■ Coordinate annotation records:
--*--

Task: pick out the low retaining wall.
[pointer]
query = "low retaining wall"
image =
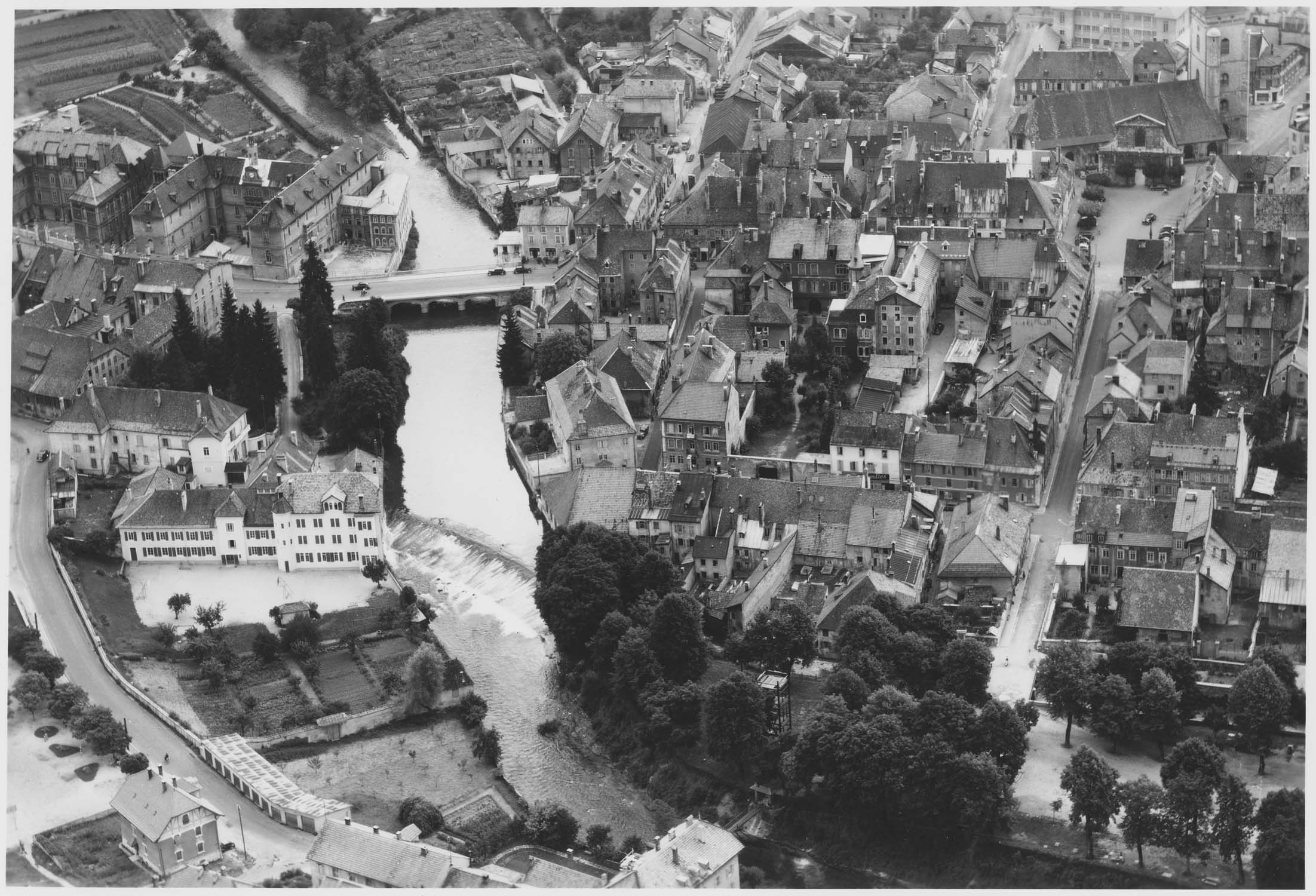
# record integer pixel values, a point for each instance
(146, 703)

--*--

Rewrite every line of the records above, requests included, adding 35 to each coordinate in the answers, and leave the pictures out.

■ Answer to this exercise:
Task: pick out the low retaining wall.
[pointer]
query = "low retaining wall"
image =
# record integer pixel values, a point for each instance
(181, 738)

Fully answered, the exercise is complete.